Brief:
How many lines in the items below contain the word "hair"? Reply with the number only.

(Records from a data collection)
* * * * *

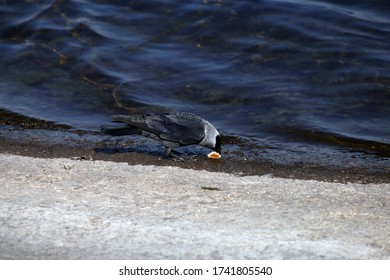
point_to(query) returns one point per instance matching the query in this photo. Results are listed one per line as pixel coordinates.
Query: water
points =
(303, 80)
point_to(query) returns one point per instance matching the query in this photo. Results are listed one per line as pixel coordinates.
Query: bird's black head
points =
(217, 147)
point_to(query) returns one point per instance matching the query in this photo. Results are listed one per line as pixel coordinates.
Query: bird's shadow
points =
(153, 150)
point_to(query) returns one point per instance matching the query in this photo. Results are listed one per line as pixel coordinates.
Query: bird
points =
(172, 129)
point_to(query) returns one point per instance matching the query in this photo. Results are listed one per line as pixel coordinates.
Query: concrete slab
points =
(70, 209)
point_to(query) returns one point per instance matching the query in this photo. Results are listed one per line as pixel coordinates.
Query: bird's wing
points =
(182, 128)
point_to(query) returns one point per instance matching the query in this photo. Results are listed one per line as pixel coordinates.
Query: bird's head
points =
(212, 138)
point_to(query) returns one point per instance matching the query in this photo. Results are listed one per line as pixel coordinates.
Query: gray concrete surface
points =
(69, 209)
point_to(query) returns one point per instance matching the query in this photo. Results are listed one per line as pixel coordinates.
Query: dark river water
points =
(303, 80)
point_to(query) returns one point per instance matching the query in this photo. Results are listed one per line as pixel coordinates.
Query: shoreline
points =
(91, 151)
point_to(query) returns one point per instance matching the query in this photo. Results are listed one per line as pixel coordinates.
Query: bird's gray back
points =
(182, 127)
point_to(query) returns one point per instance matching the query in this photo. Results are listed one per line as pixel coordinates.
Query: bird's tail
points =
(120, 130)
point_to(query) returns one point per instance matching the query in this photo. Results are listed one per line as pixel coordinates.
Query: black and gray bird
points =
(173, 129)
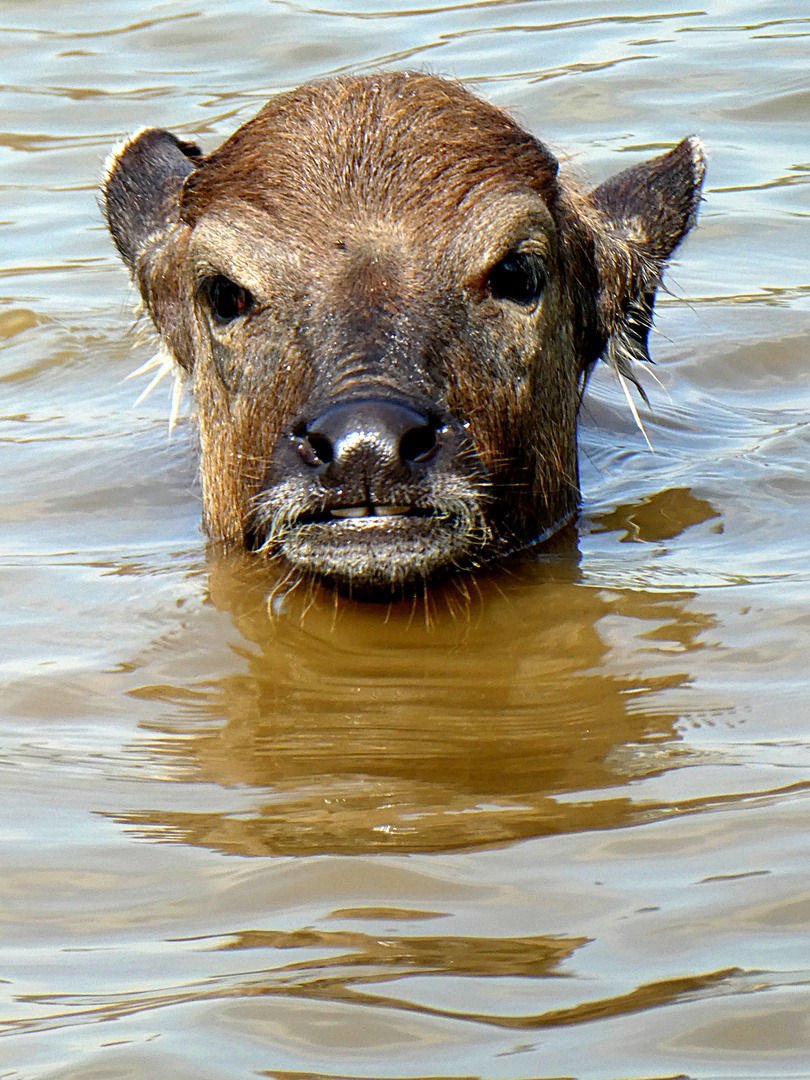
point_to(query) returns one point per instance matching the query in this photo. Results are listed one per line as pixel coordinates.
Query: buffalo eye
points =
(227, 299)
(518, 278)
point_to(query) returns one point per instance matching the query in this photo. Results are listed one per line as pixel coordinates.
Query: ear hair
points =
(648, 210)
(144, 177)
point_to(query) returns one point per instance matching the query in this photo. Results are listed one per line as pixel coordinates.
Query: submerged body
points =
(387, 301)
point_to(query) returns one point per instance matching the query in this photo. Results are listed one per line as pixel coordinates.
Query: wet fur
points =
(365, 214)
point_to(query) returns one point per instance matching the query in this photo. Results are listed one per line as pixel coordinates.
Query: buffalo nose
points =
(367, 437)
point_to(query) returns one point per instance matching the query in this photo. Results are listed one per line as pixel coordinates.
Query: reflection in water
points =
(373, 961)
(366, 729)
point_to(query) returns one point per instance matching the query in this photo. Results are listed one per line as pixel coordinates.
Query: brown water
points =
(561, 828)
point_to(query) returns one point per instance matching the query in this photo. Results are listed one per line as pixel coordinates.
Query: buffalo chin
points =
(379, 557)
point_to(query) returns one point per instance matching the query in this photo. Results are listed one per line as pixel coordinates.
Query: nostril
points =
(419, 444)
(321, 446)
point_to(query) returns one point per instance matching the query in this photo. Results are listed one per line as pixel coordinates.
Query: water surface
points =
(558, 827)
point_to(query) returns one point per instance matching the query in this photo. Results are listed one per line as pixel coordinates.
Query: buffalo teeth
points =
(368, 511)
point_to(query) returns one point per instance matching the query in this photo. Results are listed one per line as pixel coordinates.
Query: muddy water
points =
(558, 826)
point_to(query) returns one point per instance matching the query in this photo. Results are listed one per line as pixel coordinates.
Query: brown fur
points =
(364, 217)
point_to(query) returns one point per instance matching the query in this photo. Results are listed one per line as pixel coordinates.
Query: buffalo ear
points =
(648, 210)
(143, 187)
(143, 190)
(656, 202)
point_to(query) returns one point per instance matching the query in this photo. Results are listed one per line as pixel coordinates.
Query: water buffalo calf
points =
(387, 301)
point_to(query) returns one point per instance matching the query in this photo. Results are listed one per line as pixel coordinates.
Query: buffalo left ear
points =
(648, 210)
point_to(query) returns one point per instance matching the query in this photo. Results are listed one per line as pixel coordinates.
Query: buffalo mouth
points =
(376, 550)
(366, 510)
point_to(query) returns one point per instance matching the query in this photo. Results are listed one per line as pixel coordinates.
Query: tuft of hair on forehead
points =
(380, 142)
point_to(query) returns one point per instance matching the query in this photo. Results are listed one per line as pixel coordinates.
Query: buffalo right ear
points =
(142, 189)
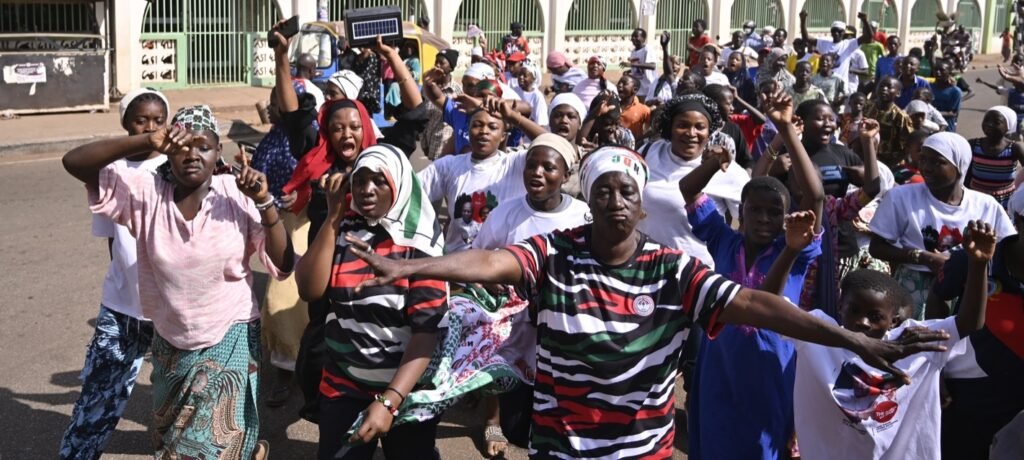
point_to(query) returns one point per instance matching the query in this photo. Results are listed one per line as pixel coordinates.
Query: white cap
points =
(349, 83)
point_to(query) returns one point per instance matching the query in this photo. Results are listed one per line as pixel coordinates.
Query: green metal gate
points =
(677, 17)
(885, 13)
(494, 17)
(203, 43)
(821, 13)
(415, 8)
(764, 12)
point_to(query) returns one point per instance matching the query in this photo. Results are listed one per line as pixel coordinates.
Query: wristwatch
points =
(387, 404)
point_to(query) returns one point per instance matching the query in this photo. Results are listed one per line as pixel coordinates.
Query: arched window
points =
(764, 12)
(678, 17)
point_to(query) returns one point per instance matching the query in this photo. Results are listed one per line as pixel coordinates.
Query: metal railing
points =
(601, 17)
(885, 13)
(61, 17)
(416, 8)
(764, 12)
(677, 17)
(495, 16)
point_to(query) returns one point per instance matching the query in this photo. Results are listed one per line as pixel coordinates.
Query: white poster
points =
(25, 73)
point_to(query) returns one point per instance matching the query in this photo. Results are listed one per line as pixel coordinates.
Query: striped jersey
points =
(609, 339)
(367, 333)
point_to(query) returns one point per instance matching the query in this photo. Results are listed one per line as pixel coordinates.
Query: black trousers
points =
(411, 441)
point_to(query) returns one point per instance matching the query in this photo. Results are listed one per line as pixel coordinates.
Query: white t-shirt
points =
(832, 417)
(590, 88)
(909, 213)
(667, 222)
(844, 49)
(485, 183)
(646, 77)
(537, 101)
(857, 61)
(515, 220)
(121, 283)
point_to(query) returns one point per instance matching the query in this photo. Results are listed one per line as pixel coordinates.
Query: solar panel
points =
(363, 26)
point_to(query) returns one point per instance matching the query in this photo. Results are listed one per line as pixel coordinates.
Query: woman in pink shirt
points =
(196, 233)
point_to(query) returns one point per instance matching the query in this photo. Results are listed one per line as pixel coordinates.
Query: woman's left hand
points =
(376, 424)
(252, 182)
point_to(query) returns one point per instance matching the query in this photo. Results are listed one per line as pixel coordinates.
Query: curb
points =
(231, 129)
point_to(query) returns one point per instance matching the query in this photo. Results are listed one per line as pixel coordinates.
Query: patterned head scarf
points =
(612, 159)
(410, 220)
(197, 118)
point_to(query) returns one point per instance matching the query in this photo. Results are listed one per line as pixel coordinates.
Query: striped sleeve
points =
(705, 293)
(531, 254)
(426, 302)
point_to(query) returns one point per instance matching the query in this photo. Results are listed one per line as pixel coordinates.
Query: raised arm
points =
(980, 246)
(766, 310)
(287, 99)
(779, 111)
(691, 184)
(799, 234)
(409, 88)
(473, 265)
(85, 162)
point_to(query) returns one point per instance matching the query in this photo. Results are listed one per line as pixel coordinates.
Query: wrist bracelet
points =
(265, 205)
(396, 392)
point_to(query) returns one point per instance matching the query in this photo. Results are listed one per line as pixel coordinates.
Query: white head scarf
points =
(349, 83)
(133, 94)
(568, 98)
(953, 148)
(1009, 116)
(411, 220)
(612, 159)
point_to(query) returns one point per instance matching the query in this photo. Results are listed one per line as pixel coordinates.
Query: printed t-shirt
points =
(121, 282)
(609, 341)
(195, 281)
(484, 184)
(843, 405)
(515, 220)
(367, 332)
(910, 217)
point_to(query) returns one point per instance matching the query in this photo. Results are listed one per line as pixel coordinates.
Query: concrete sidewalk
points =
(235, 108)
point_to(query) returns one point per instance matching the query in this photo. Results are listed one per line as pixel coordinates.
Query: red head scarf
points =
(320, 159)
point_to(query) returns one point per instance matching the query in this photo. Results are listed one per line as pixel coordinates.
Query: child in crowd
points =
(895, 124)
(907, 171)
(531, 94)
(916, 225)
(721, 406)
(833, 86)
(636, 115)
(849, 121)
(995, 158)
(802, 89)
(844, 405)
(984, 375)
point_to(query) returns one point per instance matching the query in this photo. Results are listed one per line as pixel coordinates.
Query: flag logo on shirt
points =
(643, 305)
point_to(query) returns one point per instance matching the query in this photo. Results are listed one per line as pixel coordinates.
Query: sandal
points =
(493, 435)
(279, 396)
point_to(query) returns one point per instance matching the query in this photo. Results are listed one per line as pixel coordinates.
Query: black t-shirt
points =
(742, 156)
(1000, 390)
(833, 161)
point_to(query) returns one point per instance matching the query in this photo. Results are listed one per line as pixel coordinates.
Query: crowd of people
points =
(793, 228)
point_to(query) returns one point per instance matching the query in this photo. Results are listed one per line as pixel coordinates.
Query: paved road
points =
(54, 270)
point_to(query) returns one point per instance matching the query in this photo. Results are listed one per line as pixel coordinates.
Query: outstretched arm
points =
(473, 265)
(766, 310)
(980, 246)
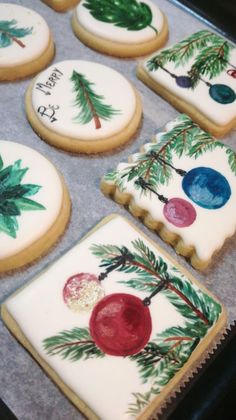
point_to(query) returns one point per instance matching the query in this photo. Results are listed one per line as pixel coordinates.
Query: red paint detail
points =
(179, 212)
(232, 73)
(120, 324)
(74, 285)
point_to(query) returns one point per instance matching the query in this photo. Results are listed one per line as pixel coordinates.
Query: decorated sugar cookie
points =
(122, 353)
(198, 76)
(61, 5)
(84, 107)
(34, 205)
(26, 44)
(183, 185)
(123, 28)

* * * * *

Solution to this problem:
2